Segment Start: SUPPLIED MATERIAL

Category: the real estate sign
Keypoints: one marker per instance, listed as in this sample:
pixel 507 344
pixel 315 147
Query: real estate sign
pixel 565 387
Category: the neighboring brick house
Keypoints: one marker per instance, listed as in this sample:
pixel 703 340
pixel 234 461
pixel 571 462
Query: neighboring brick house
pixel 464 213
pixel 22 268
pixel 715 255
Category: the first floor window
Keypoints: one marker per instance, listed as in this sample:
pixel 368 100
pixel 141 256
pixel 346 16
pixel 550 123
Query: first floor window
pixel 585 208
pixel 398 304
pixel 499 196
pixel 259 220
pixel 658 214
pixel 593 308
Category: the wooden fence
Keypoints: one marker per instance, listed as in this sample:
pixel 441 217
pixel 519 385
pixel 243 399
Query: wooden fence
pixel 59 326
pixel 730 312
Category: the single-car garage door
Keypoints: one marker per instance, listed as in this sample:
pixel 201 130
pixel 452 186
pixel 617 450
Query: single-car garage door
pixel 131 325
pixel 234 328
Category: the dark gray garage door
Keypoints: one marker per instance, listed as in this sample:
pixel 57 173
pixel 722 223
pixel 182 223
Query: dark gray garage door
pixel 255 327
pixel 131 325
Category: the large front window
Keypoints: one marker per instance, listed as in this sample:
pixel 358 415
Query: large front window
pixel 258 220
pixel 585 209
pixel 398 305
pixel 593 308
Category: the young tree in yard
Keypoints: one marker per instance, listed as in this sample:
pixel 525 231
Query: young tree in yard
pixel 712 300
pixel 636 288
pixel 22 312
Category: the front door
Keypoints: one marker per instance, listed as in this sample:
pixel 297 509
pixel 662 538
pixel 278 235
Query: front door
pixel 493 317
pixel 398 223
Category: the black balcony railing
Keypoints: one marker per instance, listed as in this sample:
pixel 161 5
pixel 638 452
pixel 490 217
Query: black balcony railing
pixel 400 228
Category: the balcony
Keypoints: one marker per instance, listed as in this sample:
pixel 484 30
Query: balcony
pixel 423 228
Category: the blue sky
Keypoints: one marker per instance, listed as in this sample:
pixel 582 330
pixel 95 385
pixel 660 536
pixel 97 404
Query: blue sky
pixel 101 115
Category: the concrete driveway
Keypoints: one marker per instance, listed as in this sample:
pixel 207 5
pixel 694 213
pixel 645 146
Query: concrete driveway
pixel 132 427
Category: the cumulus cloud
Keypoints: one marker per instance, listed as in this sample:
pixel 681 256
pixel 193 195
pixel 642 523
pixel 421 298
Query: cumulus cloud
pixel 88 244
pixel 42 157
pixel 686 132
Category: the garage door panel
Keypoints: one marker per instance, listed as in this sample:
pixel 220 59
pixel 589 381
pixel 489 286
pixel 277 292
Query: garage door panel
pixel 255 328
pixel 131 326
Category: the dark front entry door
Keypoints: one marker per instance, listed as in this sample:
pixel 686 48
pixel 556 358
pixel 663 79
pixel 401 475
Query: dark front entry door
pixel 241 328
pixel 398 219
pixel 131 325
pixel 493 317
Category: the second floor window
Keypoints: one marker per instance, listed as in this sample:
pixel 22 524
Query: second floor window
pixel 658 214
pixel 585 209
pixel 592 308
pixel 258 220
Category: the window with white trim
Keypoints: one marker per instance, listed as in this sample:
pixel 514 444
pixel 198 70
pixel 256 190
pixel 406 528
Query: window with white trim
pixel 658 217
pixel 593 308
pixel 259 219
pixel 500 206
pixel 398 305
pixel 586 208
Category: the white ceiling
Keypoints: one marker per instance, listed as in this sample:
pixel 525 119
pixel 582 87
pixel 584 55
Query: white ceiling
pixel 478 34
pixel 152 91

Segment End: SUPPLIED MATERIAL

PROBLEM DETAILS:
Down to the final line, the data above must be copied exactly.

OUTPUT FOR THIS EXERCISE:
Category: the real estate sign
Keypoints: one marker per instance, listed as in this sample:
pixel 507 344
pixel 315 147
Query: real estate sign
pixel 565 387
Category: the neighboring brick house
Keypoints: one marker per instance, listed as in this sample:
pixel 703 340
pixel 234 461
pixel 571 462
Query: neighboring brick house
pixel 464 213
pixel 22 268
pixel 715 255
Category: the first floor window
Keypoints: one marker per instance, listed as in this sample:
pixel 368 100
pixel 141 256
pixel 346 16
pixel 550 123
Query: first floor window
pixel 585 208
pixel 398 304
pixel 499 196
pixel 259 220
pixel 658 214
pixel 593 308
Category: the wooden fence
Keypoints: one marker per instance, listed as in this sample:
pixel 441 217
pixel 519 385
pixel 243 399
Query: wooden fence
pixel 59 326
pixel 730 312
Category: the single-car garage door
Keypoints: one marker per instance, listed as in this sample:
pixel 201 130
pixel 452 186
pixel 617 450
Query: single-car garage door
pixel 131 325
pixel 234 328
Category: the dark gray garage door
Keypoints: one marker per instance, listed as in this sample:
pixel 57 173
pixel 722 223
pixel 182 223
Query: dark gray garage door
pixel 255 327
pixel 131 325
Category: the large front window
Keypoints: one marker per instance, listed as in this sample:
pixel 358 415
Query: large front window
pixel 258 220
pixel 585 209
pixel 398 305
pixel 593 308
Category: the young tree in yard
Keypoints: one marker per instance, listed as in this sample:
pixel 525 231
Query: young tree in yard
pixel 712 300
pixel 636 288
pixel 22 312
Category: the front door
Keypoints: one marker per instance, listed as in this sample:
pixel 297 509
pixel 662 538
pixel 278 235
Query: front door
pixel 493 317
pixel 398 223
Category: the black balcony railing
Keypoints: one marker per instance, listed as in this sample:
pixel 161 5
pixel 638 452
pixel 490 217
Query: black balcony railing
pixel 400 228
Category: the balcony
Keypoints: one marker per instance, listed as in this sample:
pixel 484 30
Query: balcony
pixel 423 228
Category: the blue sky
Keypoints: one marker per instance, listed as in this sample:
pixel 582 330
pixel 95 385
pixel 660 536
pixel 97 404
Query: blue sky
pixel 101 115
Category: the concrete driveway
Keypoints: one marker per instance, listed as in this sample:
pixel 207 5
pixel 694 213
pixel 645 146
Query: concrete driveway
pixel 132 427
Category: the cumulus cloud
Keypoints: one marker per instance, listed as in this sample:
pixel 681 256
pixel 193 195
pixel 642 523
pixel 421 298
Query: cumulus cloud
pixel 88 244
pixel 42 157
pixel 686 132
Category: the garage door panel
Keypoints: one marker per instance, listed as in this sample:
pixel 220 59
pixel 589 381
pixel 489 286
pixel 277 292
Query: garage door panel
pixel 255 328
pixel 131 326
Category: the dark front entry door
Keypoints: one marker per instance, listed as in this sample:
pixel 686 48
pixel 556 358
pixel 663 79
pixel 401 475
Query: dark front entry door
pixel 241 328
pixel 398 219
pixel 131 325
pixel 493 317
Category: the second floor window
Keypoints: one marker per instance, listed as in this sample:
pixel 22 524
Query: second floor window
pixel 658 214
pixel 585 209
pixel 592 308
pixel 258 220
Category: the window with white trim
Keypoints: one marker per instance, listed as in this sample:
pixel 514 444
pixel 198 70
pixel 256 190
pixel 406 528
Query: window with white trim
pixel 658 217
pixel 593 308
pixel 259 219
pixel 500 206
pixel 398 305
pixel 586 208
Category: the white ceiling
Keypoints: one marker per instance, listed as in this sample:
pixel 525 119
pixel 582 87
pixel 584 55
Query: white ceiling
pixel 478 34
pixel 152 91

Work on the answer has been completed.